◆ TASK REQUIREMENTS ◆
1) Retype the section of the lung allograft rejection discussion starting with "The prominent neutrophilic" and going on through "for the discrepancy.".
2) Please answer these questions from the lung allograft rejection discussion:
(a) What fluid did the allograft produce intraoperatively?
(b) For how long was whole human blood stored in the ex vivo xenograft model?
(c) Which two features are absent in this case?
3) Proceed with the lung allograft rejection discussion from its last sentence.

Varying amounts of pulmonary edema with alveolar neutrophilic infiltrate were present during postmortem examination but not in the immediate postmortem wedge biopsy. The pulmonary edema is probably not a postmortem artifact given the intraoperative boggy appearance of the allograft and the copious production of pink, frothy fluid. The timing and the quality of the fluid production appear identical to that reported by Frost and associates (9). Although unlikely, the possibility of alveolar neutrophils being a postmortem change cannot be completely excluded. However, in our experience, alveolar neutrophils are not seen as a postmortem change even in failed lung transplant cases.

The prominent neutrophilic infiltrate seen in this case is discrepant from that seen in the ex vivo xenograft experimental model (8). Perfusion of human whole blood through a pig lung resulted in rapid graft failure and fibrin/platelet thrombi without leukocyte infiltrate. The absence of neutrophilic infiltrate most likely reflect dysfunction of the human neutrophils during the long term storage; whole human blood was stored as long as 30 d, which greatly exceed the typical 8-h half-life of neutrophils in vivo. Although very unlikely, a species difference between the pulmonary allografts cannot be completely excluded as an explanation for the discrepancy.

The geographic discordance of the pulmonary edema and alveolar neutrophils indicates an evolution in the patterns of hyperacute rejection. The relationship among the variable histologic patterns, different rates of damage, and different rates of pulmonary perfusion is not clear. By analogy with the findings in renal hyperacute rejection, the sequence of events might include (1) immediate endothelial lifting off the basement membrane, (2) platelet thrombi, neutrophilia, and edema, (3) fibrin thrombi, (4) alveolar neutrophils, (5) parenchymal hemorrhage and infarction. Features 1 to 4 may occur over a time course of minutes to hours depending on the level and reactivity of pathogenic antibodies. Parenchymal hemorrhage and infarction are absent in this case, and in the previously reported case, probably reflecting an inherent difference between lung allograft and other organ allografts. Alternatively, the hemorrhage and infarction may occur and resolve between the time points of the two cases (6 h verses 3 d), although this seems unlikely. It appears that hyperacute rejection in pulmonary allografts progress to diffuse alveolar damage (9).

◆ DATA EXTRACT ◆
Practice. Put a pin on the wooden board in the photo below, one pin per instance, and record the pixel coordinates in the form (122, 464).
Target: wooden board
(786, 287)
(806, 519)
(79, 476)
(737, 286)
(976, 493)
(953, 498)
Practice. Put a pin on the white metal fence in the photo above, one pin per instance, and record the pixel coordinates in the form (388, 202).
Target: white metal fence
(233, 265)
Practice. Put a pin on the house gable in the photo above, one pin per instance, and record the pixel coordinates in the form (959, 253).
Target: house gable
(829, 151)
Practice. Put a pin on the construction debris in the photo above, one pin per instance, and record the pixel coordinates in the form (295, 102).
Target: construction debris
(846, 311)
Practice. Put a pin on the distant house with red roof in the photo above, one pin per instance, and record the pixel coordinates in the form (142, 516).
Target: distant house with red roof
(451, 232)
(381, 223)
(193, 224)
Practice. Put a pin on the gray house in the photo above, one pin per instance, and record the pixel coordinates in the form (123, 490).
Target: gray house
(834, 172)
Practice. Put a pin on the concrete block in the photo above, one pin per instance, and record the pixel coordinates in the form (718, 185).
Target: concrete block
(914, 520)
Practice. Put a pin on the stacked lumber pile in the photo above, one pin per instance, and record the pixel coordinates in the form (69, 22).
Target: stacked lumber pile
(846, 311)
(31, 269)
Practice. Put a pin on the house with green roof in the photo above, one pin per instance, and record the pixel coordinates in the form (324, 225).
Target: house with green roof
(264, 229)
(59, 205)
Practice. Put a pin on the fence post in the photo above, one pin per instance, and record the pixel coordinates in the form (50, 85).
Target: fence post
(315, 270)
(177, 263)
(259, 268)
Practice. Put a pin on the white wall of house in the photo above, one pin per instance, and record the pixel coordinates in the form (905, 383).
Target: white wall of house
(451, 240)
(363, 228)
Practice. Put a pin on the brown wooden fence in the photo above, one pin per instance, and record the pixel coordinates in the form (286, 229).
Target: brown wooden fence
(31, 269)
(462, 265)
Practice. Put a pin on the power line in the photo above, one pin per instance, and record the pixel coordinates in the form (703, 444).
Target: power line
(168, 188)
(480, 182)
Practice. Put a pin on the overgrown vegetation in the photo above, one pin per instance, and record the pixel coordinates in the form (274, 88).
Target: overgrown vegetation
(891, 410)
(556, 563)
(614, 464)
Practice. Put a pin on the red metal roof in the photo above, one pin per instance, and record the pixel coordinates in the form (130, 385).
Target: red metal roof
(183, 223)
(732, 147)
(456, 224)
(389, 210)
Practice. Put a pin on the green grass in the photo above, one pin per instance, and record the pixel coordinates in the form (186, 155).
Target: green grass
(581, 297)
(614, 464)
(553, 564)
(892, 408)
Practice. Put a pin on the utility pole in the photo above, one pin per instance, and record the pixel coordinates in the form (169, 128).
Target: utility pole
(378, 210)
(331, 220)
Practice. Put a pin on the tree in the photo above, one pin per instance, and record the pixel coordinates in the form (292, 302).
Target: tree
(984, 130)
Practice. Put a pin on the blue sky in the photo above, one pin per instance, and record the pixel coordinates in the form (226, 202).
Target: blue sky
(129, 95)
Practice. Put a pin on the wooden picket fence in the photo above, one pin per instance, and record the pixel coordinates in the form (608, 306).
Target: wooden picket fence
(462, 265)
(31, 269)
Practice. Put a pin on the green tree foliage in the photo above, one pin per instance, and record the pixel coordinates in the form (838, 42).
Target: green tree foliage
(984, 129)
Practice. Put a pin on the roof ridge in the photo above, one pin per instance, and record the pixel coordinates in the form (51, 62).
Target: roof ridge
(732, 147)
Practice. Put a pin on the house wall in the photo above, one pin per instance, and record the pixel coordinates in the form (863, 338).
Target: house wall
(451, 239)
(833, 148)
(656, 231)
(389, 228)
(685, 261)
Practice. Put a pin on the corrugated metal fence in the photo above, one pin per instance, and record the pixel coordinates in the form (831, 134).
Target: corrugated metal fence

◆ PER-TASK ANSWERS ◆
1)
The prominent neutrophilic infiltrate seen in this case is discrepant from that seen in the ex vivo xenograft experimental model (8). Perfusion of human whole blood through a pig lung resulted in rapid graft failure and fibrin/platelet thrombi without leukocyte infiltrate. The absence of neutrophilic infiltrate most likely reflect dysfunction of the human neutrophils during the long term storage; whole human blood was stored as long as 30 d, which greatly exceed the typical 8-h half-life of neutrophils in vivo. Although very unlikely, a species difference between the pulmonary allografts cannot be completely excluded as an explanation for the discrepancy.

2)
(a) A copious amount of pink, frothy fluid.
(b) As long as 30 days.
(c) Parenchymal hemorrhage and infarction.

3)
In hyperacute rejection, the antibodies are usually against HLA or ABO antigens. In this case, the obvious risk factor for sensitization is the prior lung transplant. We have demonstrated by HLA flow cytometry that new antibodies were formed between the engraftment of the first and the second transplants. Despite extensive efforts, we were unable to confirm the target antigen.

This patient also had evidence of early PTLD. Compared with other organ transplants, lung transplants appear to have an increased risk for PTLD (12). EBV is a known stimulator of B-cell proliferation. Whether or not viral infection with EBV can increase B cell reactivity and alloantibody production and thereby increase the frequency or severity of graft rejection is unknown. It is interesting to speculate that the early PTLD in this patient may have been another factor contributing to the production of an alloantibody.

In summary, this case documents the second occurrence of hyperacute rejection in a pulmonary allograft. Pulmonary edema and copious production of frothy, pink fluid from the bronchial orifice of the allograft appear to be an early and constant clinical finding. The pathologic features of hyperacute rejection except for the hemorrhage and necrosis are similar in the lung allografts and other vascular allografts. Future advances in graft preservation and in cross-match methods may allow prospective HLA matching and may prevent this complication.